Texte fourni:
-*-
Le DVD se noie petit à petit dans les eaux agitées de la contrefaçon numérique…

Depuis quelques années, la vente de DVD est en chute libre en France et il semble que la contrefaçon numérique doublée d’une offre légale jugée peu attractive pour bon nombre d’internautes ne soit pas totalement étrangères dans ce constat. Pourquoi le DVD attire de moins en moins les consommateurs ? La société migre-t-elle vers de nouveaux modes de consommation de la culture cinématographique ?

     LE DVD EN VOIE DE DISPARITION

               Les chiffres témoins d’un recul alarmant

D’années en années, la vente de DVD baisse et laisse peu d’espoirs au marché de remonter la pente. En 2006, la vente de DVD a connu une diminution importante, -5,2% par rapport à 2005. Les recettes ont suivi logiquement la tendance, supportant une baisse de 7,0% du chiffre d’affaires. L’année 2007 a continué sur le même schéma, enregistrant un recul des ventes de DVD de 4,1% pour une évolution du chiffre d’affaire conséquente : -10,7%. Et l’année 2008 ne déroge pas à cette tendance alarmante. Elle révèle une diminution des ventes de DVD de 5,7% en volume sur les neuf premiers mois de l’année 2008, soit une baisse de 10.9% du chiffre d’affaire par rapport à la même période en 2007, selon le baromètre vidéo. publié par le Centre national de la cinématographie en partenariat avec le cabinet d’études GFK. Ainsi, d’après le Syndicat des Editeurs de Vidéo numérique (SEVN), le marché français a connu une baisse cumulée de 25% en valeur en 3 ans. Malgré la forte augmentation de la vente des supports haute définition (Blu-ray Disc et HD DVD), la vente globale des vidéos souffre considérablement, comme on peut s’en rendre compte avec deux graphiques :

 

Evolution de la vente de DVD (en millions d’unités vendus)

 

Evolution du chiffre d’affaire du marché du DVD (en millions d’euros)
-*-
Listing fourni:

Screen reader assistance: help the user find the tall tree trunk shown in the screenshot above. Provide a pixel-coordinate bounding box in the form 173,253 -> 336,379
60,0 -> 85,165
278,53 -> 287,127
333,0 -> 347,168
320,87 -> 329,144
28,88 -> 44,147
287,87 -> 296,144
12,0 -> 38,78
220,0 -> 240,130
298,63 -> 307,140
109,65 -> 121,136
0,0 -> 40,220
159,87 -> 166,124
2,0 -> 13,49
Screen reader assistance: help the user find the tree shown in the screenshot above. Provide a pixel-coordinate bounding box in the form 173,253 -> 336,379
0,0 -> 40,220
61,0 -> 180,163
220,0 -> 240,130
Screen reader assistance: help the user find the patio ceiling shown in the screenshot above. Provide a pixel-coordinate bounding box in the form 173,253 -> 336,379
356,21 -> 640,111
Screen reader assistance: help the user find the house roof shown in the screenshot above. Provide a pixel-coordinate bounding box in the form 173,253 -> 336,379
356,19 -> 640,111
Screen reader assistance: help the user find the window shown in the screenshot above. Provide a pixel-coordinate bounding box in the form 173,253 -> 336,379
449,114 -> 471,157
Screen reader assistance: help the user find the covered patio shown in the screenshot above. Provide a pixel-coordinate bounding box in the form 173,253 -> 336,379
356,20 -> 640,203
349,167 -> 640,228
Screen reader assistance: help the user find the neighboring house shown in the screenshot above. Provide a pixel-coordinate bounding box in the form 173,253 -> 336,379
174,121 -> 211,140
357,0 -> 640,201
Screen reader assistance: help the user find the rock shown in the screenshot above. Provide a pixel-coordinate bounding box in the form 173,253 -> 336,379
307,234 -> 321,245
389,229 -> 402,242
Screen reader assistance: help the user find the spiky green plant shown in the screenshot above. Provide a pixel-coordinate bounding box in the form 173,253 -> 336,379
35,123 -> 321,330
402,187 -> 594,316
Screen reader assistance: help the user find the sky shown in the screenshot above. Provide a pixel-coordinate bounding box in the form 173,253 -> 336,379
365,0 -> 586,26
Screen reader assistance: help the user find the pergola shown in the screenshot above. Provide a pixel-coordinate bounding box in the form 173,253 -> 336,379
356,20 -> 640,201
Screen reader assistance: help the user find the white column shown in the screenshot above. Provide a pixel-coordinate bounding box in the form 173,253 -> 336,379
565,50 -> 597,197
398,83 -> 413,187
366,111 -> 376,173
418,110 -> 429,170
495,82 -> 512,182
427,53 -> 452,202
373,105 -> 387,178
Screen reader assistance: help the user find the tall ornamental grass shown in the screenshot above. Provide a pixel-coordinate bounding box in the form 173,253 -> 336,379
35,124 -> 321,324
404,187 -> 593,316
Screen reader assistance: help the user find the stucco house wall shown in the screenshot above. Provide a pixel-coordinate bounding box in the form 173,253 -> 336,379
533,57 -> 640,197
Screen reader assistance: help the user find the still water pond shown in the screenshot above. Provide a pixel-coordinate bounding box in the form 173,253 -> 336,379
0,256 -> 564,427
-*-
Consignes:
#1 Dites si chacune des affirmations suivantes concorde avec le texte sur la vente de DVD, en répondant oui ou non et en citant tels quels les mots du texte qui tranchent : (a) En 2006, la vente de DVD a baissé de 5,2 % par rapport à 2005. (b) En 2007, le chiffre d'affaires du DVD a reculé de 7,0 %. (c) Selon le SEVN, le marché français a connu une baisse cumulée de 25 % en valeur en 3 ans.
#2 Recopiez, s'il vous plaît, le passage du texte sur la vente de DVD qui va de « Depuis quelques années, la » jusqu'à « la culture cinématographique ? » inclus.

Corrigé:
#1
(a) Oui : « En 2006, la vente de DVD a connu une diminution importante, -5,2% par rapport à 2005. »
(b) Non : « L’année 2007 a continué sur le même schéma, enregistrant un recul des ventes de DVD de 4,1% pour une évolution du chiffre d’affaire conséquente : -10,7%. »
(c) Oui : « Ainsi, d’après le Syndicat des Editeurs de Vidéo numérique (SEVN), le marché français a connu une baisse cumulée de 25% en valeur en 3 ans. »

#2
Depuis quelques années, la vente de DVD est en chute libre en France et il semble que la contrefaçon numérique doublée d’une offre légale jugée peu attractive pour bon nombre d’internautes ne soit pas totalement étrangères dans ce constat. Pourquoi le DVD attire de moins en moins les consommateurs ? La société migre-t-elle vers de nouveaux modes de consommation de la culture cinématographique ?